START Given passage
Another one of Baird’s local papers editorializes that his decision to not meet with his constituents during the recess would cost him his job:

“Rep. Brian Baird is taking a calculated political risk that voters in the 3rd District will accept his decision not to conduct in-person town hall-type meetings on health care reform during the monthlong summer recess by Congress.

“At the same time, Baird has to be careful not to isolate himself from his constituents, including the many people who, just like Baird, have legitimate questions and concerns about health care reform and what shape it should take.” (The Olympian Editorial, “Baird’s decision will linger long after news cycle,” 08/12/09)

Sept. 3:

Realizing that August didn’t go too well for his reelection campaign, Cook Report brings Baird’s chances of reelection down a notch:

“WASHINGTON | District 3: Solid Democrat to Likely Democrat (9/03/09)”

Sept. 1:

Politico calls Brian Baird a “casualty of the August recess:”

“While it’s not yet clear what the tumult of the August recess means for health care reform, the raucous town halls and intense media scrutiny have clouded the election prospects of members of Congress on both sides of the aisle. But after nearly a month back home, some members will be returning to Congress with noticeable scars, and their experiences will surely color their approach over the coming weeks. [On] POLITICO’s list of recess casualties, members who took significant flak and who need to proceed cautiously to minimize the damage done to their political fortunes:

Rep. Brian Baird (D-Wash.)
END Given passage
START Record extracts
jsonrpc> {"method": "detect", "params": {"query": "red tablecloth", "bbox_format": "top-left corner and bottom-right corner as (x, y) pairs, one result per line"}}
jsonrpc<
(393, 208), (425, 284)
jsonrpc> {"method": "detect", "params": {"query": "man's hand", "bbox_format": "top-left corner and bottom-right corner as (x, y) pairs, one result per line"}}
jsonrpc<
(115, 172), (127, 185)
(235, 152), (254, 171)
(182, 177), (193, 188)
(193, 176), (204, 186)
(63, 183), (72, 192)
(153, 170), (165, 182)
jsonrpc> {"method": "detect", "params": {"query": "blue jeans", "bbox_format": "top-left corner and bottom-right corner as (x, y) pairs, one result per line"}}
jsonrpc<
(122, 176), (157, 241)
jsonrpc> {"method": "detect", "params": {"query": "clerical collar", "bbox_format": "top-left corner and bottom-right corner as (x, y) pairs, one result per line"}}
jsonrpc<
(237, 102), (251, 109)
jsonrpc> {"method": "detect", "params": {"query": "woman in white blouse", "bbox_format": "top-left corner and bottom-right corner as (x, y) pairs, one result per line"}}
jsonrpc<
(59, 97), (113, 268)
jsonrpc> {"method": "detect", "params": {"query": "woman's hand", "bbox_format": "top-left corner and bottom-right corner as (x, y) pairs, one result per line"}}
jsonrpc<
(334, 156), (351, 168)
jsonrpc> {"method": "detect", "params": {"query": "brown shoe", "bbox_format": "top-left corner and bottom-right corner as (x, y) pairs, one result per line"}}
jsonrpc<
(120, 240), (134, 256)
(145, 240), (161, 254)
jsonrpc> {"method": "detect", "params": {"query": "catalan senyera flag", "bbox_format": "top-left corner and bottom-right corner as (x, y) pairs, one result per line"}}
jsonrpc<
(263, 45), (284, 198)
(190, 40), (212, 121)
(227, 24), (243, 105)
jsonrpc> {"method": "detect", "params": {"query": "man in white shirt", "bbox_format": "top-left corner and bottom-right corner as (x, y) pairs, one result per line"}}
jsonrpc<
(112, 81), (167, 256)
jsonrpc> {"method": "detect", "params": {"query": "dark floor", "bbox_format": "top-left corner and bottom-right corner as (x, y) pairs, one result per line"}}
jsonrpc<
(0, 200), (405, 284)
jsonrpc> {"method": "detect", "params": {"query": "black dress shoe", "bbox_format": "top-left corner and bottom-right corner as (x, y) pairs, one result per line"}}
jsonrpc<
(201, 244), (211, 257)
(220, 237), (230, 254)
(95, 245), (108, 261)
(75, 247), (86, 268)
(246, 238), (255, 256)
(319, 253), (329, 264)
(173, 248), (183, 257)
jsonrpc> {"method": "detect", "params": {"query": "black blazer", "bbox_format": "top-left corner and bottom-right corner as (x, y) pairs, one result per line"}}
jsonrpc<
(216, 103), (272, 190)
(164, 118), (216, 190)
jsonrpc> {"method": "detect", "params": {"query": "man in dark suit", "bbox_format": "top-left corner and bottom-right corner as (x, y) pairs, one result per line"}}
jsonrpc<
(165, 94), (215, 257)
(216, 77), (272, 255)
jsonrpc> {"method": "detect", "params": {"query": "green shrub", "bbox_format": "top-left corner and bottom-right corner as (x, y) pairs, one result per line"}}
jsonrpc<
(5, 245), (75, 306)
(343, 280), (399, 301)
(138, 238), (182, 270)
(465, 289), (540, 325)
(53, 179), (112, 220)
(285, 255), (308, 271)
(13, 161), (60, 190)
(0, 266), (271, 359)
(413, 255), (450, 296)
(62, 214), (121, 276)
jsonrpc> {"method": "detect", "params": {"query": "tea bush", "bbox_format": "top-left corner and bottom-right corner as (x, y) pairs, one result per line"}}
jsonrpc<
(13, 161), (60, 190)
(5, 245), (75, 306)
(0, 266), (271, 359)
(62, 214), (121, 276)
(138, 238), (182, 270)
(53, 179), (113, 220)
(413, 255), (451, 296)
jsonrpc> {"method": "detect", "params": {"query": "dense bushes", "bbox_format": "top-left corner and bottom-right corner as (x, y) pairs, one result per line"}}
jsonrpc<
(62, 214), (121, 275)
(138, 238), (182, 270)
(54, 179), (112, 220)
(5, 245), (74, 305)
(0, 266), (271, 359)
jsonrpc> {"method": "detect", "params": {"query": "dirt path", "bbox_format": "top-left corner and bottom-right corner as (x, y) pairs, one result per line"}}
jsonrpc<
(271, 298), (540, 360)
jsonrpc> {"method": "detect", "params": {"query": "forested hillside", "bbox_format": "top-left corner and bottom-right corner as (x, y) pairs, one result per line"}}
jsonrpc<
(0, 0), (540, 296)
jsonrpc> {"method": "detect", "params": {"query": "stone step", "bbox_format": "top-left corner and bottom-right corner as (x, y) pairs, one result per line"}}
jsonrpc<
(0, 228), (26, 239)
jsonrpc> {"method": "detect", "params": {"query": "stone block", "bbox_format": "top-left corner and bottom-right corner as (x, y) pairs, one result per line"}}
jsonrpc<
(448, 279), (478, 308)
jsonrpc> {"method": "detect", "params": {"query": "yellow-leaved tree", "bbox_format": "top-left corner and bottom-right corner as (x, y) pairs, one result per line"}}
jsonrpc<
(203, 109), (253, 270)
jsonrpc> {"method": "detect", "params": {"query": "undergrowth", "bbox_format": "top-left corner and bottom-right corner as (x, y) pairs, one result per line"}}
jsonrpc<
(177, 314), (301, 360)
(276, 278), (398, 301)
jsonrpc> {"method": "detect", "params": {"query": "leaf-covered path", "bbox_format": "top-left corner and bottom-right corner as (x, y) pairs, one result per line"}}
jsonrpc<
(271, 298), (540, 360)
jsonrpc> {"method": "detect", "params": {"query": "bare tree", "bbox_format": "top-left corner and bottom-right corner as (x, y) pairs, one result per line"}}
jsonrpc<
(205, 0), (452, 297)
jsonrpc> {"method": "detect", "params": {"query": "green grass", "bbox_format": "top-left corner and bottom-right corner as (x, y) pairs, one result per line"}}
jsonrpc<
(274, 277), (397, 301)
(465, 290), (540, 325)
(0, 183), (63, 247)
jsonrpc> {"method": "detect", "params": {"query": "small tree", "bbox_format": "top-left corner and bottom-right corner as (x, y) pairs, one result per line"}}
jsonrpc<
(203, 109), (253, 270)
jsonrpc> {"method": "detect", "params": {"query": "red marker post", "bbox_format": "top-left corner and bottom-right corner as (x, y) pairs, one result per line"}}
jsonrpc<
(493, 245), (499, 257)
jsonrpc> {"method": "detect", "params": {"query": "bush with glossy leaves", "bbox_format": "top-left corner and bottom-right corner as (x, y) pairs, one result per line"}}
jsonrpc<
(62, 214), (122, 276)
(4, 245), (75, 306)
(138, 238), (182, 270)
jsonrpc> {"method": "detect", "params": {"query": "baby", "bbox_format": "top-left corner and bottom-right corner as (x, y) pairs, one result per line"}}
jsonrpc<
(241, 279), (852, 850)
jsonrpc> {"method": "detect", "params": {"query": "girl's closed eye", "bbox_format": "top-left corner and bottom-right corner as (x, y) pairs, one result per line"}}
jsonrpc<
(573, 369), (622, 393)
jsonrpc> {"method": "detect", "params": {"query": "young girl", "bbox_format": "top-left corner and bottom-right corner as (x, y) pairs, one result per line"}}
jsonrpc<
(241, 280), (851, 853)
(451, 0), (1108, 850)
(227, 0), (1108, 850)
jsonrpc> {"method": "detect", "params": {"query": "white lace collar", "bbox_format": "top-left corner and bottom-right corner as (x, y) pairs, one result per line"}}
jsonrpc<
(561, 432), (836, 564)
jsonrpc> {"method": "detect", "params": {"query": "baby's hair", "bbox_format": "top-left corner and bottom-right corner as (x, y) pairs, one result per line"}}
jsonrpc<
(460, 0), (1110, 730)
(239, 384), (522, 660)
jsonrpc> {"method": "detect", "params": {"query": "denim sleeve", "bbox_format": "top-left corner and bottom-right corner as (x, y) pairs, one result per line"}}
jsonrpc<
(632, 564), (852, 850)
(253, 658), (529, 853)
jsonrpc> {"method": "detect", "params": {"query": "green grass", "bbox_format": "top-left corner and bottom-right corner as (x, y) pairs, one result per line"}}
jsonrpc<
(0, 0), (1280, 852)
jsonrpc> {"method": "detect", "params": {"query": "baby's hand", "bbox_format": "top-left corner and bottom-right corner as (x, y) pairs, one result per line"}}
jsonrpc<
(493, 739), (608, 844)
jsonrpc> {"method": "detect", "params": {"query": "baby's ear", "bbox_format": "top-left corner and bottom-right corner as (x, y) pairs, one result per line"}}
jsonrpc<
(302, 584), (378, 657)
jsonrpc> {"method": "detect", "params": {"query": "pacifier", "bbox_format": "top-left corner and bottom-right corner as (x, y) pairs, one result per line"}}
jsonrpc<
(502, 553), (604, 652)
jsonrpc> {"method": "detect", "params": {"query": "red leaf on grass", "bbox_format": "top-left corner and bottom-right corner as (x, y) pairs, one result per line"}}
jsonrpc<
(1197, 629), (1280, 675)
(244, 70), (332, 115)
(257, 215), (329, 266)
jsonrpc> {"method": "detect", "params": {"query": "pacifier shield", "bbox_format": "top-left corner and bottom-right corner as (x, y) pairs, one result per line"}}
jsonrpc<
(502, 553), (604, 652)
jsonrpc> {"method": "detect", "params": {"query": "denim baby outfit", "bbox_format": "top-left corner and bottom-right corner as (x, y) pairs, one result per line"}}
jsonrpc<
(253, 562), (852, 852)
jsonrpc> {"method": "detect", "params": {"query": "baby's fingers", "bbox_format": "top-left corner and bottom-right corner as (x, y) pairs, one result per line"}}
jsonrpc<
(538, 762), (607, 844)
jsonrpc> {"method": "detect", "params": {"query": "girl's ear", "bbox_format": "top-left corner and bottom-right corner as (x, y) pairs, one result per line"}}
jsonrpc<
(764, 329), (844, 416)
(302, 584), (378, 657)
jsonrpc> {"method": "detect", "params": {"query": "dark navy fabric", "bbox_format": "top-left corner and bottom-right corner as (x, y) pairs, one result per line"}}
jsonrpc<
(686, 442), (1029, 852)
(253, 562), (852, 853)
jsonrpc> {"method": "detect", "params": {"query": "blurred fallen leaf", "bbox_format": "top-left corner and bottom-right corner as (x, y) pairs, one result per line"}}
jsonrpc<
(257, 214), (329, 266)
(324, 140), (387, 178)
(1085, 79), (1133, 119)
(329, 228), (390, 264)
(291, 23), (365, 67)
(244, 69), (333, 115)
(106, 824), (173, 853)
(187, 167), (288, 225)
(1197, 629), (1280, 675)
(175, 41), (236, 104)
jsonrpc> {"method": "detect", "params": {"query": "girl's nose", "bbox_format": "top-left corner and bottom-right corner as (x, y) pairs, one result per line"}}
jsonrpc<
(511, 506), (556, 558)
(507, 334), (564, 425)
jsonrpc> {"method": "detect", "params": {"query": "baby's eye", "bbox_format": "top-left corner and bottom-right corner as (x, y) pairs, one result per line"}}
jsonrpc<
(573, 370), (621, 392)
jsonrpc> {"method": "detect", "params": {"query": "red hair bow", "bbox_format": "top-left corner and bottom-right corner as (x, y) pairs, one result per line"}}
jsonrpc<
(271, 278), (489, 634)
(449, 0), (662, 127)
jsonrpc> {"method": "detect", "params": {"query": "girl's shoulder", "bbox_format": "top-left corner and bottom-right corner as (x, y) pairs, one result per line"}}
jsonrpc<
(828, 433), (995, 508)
END Record extracts
### Requirement 1:
According to the passage about Rep. Brian Baird, how did the Cook Report change its rating for Washington's District 3?
### Requirement 2:
Extend the passage about Rep. Brian Baird, picking up right after its final line.

### Answer 1:
It moved the district from Solid Democrat to Likely Democrat.

### Answer 2:
Earlier this month, Baird told the Vancouver Columbian that he wasn’t going to be appearing at town hall meetings because he thought protesters were using “brownshirt tactics” to disrupt events. His plan was to hold tele-town-halls instead. Naturally, the Nazi reference didn’t go over very well. Then Baird stepped in it again when he said the protesters’ demonstrations were reminiscent of the anger that led Oklahoma City bomber Timothy McVeigh to perpetrate domestic terrorism. The approach was somewhat out of character for Baird — if anything, he’s known for regularly hosting town hall meetings back home during recess. But the result was that the congressman was forced on the defensive. He apologized for his remarks and subsequently scheduled public town hall meetings, but it hasn’t been enough to mollify his critics. A Marine who confronted Baird at a town hall has become a conservative celebrity, and radio host Rush Limbaugh played the clip of the confrontation on his radio show. The wave of bad publicity isn’t likely to threaten Baird’s reelection chances — he hasn’t faced a tough challenge in nearly a decade — but his seat isn’t so safe that it’s of no concern. The Olympia-based district has supported Republicans in the past — including former President George W. Bush, who carried the district in 2000 and 2004. (Josh Kraushaar, “The August recess casualty list,” Politico, 09/01/09)

Nov. 7:

Realizing that he is in trouble, Baird decides to vote against the Democrat’s government-run healthcare plan and hopes it helps him politically. (HRC# 887)

Nov. 19:

Brian Baird’s finger-in-the-wind approach appears to backfire on him as he is one of 39 “no” votes to create a Democrat civil war:

“In a tribe that does not tolerate any dissent from the party line, the gang of 39 had committed an unpardonable and unforgivable sin: They voted no on the centerpiece of Mr. Obama’s domestic agenda. When they returned home to gauge their district’s reaction, they were greeted with a vendetta of e-mails, phone calls and crowds of protesters.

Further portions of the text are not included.